• _GIVEN EXERCISE_: Rewrite the data from the line with "Where can the tree" through the line with "<point>75,199</point>", both included and nothing else, keeping every request line as it is. Scale each answer's point coordinates by 1.55 and round to whole numbers, with halves rounding up.

Stored records
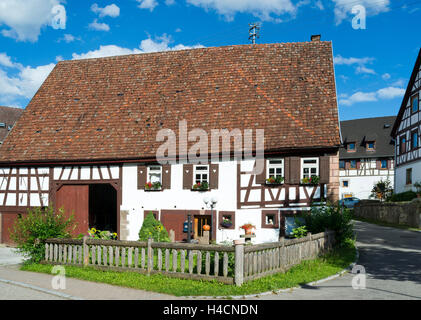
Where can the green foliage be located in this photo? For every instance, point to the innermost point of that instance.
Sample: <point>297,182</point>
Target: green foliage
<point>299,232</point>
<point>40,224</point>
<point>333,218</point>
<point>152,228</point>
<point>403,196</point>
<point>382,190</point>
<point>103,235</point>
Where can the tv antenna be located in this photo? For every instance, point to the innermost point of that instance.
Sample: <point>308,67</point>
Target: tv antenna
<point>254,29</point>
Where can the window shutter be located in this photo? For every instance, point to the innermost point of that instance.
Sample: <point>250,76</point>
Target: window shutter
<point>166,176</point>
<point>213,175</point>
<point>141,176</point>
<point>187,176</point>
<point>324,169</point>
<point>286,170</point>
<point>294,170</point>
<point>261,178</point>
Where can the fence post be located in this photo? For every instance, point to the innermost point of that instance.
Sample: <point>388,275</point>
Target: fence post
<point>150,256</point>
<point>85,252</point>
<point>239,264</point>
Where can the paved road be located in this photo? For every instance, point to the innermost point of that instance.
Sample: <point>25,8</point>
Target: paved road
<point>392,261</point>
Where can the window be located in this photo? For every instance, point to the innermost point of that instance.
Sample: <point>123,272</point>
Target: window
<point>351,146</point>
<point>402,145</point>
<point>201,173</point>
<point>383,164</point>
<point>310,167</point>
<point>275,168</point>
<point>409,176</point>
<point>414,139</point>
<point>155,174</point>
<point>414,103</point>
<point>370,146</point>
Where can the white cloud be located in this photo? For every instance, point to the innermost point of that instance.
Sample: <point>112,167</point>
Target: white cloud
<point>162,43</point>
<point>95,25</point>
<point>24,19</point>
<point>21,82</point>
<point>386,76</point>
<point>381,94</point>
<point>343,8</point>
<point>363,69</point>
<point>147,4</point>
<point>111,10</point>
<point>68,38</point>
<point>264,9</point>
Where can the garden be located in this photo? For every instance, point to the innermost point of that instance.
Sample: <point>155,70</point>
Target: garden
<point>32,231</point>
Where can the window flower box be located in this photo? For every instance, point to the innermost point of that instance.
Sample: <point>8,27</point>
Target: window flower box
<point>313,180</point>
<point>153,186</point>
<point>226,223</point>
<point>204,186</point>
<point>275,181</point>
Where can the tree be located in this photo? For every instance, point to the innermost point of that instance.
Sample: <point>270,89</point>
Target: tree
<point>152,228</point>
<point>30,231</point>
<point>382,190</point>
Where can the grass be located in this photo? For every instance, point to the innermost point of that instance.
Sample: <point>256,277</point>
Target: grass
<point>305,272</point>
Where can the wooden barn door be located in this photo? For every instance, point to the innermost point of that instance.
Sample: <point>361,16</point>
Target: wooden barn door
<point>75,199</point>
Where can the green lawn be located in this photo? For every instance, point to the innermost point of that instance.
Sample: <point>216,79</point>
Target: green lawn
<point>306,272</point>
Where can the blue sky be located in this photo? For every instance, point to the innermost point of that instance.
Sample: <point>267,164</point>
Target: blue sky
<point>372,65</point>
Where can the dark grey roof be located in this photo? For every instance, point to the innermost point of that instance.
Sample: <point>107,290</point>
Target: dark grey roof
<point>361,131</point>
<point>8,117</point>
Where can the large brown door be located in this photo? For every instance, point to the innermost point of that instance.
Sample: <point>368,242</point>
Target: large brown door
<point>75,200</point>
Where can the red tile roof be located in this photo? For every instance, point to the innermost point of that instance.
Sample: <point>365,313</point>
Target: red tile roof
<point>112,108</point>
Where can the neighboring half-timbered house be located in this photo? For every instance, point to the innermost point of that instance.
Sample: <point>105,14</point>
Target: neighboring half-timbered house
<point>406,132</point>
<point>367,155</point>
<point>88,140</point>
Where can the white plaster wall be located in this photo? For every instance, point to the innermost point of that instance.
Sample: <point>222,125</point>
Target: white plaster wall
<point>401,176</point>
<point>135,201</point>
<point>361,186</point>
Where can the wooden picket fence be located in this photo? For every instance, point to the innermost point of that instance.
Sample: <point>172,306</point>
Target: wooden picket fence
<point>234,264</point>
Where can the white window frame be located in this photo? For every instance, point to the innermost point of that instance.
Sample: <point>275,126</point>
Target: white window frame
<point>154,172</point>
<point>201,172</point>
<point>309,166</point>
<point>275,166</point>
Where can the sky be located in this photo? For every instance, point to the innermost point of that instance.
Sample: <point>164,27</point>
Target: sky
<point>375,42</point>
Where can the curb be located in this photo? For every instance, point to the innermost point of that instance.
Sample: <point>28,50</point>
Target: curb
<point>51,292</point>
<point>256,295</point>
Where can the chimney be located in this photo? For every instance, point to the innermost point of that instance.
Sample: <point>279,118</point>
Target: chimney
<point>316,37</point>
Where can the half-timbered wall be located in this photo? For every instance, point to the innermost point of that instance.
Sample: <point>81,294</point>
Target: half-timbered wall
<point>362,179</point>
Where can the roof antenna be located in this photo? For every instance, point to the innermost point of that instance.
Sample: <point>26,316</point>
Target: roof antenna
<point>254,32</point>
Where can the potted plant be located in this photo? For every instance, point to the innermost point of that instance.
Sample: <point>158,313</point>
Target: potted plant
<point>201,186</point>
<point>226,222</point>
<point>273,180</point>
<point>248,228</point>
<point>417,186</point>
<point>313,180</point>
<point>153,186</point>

• _WRITTEN RESPONSE_:
Where can the tree be located in this photo? For every instance, point to the innermost point of that instance.
Sample: <point>270,89</point>
Target: tree
<point>236,353</point>
<point>47,358</point>
<point>592,295</point>
Where can the grass be located in this photo? For every instance, point to the innermost point of that instance.
Sample: <point>256,277</point>
Target: grass
<point>473,422</point>
Where can the wooden barn door be located in this photo? For every instance, point to the innermost point of that instance.
Sample: <point>361,16</point>
Target: wooden barn door
<point>116,308</point>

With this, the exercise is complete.